■ Task to complete ■
Scan the records beneath this line for the line holding "of the blue" and the line holding "the green leaf", then transcribe exactly those two and all lines between.

■ Data listing ■
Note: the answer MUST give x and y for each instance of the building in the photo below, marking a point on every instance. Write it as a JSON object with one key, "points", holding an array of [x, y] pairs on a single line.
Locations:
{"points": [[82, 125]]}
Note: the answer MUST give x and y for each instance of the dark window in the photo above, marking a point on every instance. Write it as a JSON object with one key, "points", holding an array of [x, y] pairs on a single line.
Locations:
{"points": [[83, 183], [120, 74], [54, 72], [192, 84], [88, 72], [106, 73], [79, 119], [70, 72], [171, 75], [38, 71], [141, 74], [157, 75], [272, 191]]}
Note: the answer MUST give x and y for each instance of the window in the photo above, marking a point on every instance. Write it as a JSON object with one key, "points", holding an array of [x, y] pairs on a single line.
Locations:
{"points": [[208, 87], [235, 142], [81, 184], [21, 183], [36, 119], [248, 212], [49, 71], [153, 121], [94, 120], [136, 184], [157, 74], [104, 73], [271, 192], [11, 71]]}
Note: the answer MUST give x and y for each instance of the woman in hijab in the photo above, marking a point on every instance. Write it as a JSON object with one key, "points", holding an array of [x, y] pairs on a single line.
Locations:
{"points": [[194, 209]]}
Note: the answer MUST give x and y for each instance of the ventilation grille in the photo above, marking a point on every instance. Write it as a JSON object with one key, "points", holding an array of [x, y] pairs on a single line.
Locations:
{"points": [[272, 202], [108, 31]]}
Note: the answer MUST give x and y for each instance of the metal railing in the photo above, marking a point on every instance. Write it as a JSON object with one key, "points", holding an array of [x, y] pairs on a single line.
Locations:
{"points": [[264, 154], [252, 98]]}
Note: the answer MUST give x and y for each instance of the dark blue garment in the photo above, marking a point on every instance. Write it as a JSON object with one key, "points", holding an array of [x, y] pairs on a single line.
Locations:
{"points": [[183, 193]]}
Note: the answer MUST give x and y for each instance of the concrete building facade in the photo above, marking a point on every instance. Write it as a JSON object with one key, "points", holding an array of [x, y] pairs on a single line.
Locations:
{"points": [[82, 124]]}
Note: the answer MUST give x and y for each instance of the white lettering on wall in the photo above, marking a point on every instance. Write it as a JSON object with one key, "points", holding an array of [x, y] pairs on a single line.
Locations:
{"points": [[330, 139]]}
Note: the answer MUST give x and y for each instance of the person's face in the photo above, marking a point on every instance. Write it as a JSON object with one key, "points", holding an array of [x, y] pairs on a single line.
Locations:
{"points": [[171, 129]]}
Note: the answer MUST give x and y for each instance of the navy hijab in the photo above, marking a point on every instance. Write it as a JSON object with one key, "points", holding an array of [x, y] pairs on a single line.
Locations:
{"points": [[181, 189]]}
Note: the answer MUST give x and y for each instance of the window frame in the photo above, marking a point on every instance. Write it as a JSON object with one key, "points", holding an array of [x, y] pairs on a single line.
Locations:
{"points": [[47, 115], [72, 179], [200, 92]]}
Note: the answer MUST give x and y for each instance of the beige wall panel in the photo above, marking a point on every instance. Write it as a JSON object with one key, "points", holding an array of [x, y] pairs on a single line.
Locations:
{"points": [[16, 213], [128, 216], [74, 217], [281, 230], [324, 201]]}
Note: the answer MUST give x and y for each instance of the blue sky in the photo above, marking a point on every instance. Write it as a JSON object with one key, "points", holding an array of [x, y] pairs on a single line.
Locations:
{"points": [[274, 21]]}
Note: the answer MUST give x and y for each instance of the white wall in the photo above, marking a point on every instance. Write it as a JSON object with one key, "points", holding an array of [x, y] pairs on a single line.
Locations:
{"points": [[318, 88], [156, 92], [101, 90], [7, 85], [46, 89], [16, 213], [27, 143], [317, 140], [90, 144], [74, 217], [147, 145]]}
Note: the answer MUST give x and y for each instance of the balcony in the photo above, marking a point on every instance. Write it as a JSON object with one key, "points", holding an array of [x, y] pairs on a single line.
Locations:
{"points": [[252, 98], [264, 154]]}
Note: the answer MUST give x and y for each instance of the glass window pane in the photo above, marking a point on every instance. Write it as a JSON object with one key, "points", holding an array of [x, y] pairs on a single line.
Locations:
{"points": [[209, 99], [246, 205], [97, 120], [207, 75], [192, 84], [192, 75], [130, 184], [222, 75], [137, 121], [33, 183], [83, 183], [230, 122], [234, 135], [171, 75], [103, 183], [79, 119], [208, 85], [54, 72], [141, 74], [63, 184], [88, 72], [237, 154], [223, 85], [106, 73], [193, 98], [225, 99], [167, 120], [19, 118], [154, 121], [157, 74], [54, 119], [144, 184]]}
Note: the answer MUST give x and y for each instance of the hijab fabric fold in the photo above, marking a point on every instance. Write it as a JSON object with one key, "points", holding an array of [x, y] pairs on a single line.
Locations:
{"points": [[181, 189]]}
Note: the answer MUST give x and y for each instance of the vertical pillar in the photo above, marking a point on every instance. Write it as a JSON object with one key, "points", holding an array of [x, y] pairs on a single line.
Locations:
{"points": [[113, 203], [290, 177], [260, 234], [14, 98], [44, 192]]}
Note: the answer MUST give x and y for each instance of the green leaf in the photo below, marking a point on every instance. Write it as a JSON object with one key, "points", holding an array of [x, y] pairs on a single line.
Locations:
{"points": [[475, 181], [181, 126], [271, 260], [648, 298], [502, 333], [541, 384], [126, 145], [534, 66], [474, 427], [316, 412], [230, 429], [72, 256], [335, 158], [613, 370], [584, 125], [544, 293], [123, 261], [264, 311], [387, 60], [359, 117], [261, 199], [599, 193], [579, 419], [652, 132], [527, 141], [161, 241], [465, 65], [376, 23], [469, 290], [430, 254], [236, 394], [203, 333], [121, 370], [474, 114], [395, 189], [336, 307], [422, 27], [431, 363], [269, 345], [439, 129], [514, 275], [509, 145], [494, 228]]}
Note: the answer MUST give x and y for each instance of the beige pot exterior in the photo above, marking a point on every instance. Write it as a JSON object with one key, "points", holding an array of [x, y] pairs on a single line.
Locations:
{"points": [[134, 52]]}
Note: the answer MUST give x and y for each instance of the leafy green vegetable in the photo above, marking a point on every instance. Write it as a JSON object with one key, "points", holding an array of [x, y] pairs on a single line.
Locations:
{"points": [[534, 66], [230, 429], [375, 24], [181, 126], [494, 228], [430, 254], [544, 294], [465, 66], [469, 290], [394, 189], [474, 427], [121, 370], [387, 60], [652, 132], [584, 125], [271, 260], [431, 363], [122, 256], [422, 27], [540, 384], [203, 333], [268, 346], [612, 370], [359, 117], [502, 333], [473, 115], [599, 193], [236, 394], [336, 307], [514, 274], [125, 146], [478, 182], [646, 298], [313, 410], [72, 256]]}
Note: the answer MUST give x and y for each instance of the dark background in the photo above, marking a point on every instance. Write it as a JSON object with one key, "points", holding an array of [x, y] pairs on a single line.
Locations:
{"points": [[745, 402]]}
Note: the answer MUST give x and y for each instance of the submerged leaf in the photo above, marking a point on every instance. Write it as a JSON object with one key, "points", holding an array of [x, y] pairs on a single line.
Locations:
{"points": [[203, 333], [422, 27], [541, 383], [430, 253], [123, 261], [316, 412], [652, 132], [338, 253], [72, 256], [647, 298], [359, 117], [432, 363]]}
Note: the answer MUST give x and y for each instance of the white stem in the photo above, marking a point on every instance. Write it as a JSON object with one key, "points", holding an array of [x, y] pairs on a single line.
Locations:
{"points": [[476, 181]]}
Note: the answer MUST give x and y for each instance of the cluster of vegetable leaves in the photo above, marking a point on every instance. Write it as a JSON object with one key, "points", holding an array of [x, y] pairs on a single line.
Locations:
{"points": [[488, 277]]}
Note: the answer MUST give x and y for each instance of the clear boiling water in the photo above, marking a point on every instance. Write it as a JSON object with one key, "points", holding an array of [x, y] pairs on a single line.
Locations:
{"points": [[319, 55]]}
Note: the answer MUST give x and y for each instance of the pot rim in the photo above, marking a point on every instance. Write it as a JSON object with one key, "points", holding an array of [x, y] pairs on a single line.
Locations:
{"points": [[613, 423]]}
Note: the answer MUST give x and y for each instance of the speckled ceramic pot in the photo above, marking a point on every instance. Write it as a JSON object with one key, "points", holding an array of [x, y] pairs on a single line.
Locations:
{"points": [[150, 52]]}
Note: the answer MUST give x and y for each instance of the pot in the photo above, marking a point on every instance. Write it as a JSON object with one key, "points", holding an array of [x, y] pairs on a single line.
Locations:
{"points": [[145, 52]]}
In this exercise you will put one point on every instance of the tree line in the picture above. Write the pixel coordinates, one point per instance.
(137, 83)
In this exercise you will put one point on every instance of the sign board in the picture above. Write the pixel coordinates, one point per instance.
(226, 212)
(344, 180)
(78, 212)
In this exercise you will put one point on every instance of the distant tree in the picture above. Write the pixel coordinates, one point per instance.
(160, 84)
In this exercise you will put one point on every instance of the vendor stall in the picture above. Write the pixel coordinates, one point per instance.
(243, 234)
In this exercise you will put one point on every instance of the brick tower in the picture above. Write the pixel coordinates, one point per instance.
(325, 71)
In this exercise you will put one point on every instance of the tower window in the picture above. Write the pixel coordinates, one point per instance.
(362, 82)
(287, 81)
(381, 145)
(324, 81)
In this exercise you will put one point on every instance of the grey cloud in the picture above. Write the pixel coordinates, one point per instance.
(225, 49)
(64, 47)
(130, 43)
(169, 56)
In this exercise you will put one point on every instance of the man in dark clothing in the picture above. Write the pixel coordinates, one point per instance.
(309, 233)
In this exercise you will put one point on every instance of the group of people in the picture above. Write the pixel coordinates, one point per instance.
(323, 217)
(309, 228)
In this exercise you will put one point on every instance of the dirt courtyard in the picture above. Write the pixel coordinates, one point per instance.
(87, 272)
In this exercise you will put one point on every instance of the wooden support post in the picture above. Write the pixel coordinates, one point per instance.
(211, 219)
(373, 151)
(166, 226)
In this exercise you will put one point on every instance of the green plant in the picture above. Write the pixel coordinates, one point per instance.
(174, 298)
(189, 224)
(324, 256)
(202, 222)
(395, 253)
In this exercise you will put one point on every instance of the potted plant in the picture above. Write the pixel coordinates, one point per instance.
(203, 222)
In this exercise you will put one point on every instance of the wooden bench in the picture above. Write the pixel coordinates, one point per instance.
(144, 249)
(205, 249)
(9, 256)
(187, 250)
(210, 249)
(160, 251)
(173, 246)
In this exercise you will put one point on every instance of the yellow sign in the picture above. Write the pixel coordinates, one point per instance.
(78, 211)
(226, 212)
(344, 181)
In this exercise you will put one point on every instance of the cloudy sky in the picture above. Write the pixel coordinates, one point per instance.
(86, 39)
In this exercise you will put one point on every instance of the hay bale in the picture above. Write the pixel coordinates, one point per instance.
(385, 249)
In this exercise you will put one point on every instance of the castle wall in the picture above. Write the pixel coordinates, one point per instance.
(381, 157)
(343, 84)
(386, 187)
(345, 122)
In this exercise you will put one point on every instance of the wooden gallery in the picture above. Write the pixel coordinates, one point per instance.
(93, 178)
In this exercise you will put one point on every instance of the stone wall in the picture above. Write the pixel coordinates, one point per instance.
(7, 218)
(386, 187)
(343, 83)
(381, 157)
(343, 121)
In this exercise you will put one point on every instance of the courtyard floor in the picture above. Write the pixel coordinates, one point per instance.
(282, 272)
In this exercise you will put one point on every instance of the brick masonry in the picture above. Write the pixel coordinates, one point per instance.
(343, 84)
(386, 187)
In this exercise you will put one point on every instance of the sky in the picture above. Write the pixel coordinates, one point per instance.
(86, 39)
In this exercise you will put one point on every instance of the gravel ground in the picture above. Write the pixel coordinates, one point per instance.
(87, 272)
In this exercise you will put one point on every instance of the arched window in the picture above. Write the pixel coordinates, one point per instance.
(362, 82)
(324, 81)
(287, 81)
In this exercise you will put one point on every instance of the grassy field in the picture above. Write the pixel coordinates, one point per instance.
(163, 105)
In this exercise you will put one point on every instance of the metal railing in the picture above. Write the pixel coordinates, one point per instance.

■ Solution below ■
Note: the answer MUST give x and y for each instance of the blue sky in the photo above, marking a point on every instance. Write it as a JSON object with one key, "points", holding an array of [x, y] pairs on a single line.
Locations:
{"points": [[274, 21]]}
Note: the answer MUST give x and y for each instance of the white wall in the photo above, marking a point on every instance. Write it as a JSON object with one key, "points", holding an array of [x, y] pairs on a single line.
Locations:
{"points": [[318, 88], [156, 92], [101, 90], [7, 85], [46, 89], [16, 213], [27, 143], [317, 140], [90, 144], [74, 217], [147, 145]]}
Note: the answer MUST give x and y for each instance of the balcony in the photo above, marking a point on every instance. Write it as a JSON object with one key, "points", holding an array of [x, y] pairs on a single line.
Locations:
{"points": [[252, 98], [264, 154]]}
Note: the answer MUST give x and y for each instance of the glass window pane in the photo above, marking a point on every instance. Write it as a JSON object with one key, "points", holding an array of [x, y] pairs on a single line.
Locations:
{"points": [[209, 99], [246, 205], [97, 120], [207, 75], [192, 84], [192, 75], [130, 184], [222, 75], [137, 121], [33, 183], [83, 183], [230, 122], [234, 135], [171, 75], [103, 183], [79, 119], [208, 85], [54, 72], [141, 74], [63, 184], [88, 72], [237, 154], [223, 85], [106, 73], [193, 98], [225, 99], [167, 120], [19, 118], [154, 121], [157, 74], [54, 119], [144, 184]]}
Note: the answer MUST give x and y for each instance of the hijab fabric fold in the photo above, marking a point on every instance. Write it as a JSON object with one key, "points", holding an array of [x, y] pairs on a single line.
Locations:
{"points": [[181, 189]]}
Note: the answer MUST give x and y for each instance of the vertical pillar in the photo above, marking a point on every instance. Write it as a JSON object with one key, "points", holding an array of [x, y] pairs on a single line.
Locations:
{"points": [[113, 203], [290, 177], [260, 234], [14, 98], [44, 192]]}
Note: the answer MUST give x and y for each instance of the green leaf in the photo below, marking a point on every instance. Write it as a JSON object with one key, "points", holding an array of [x, y] pairs on a single line.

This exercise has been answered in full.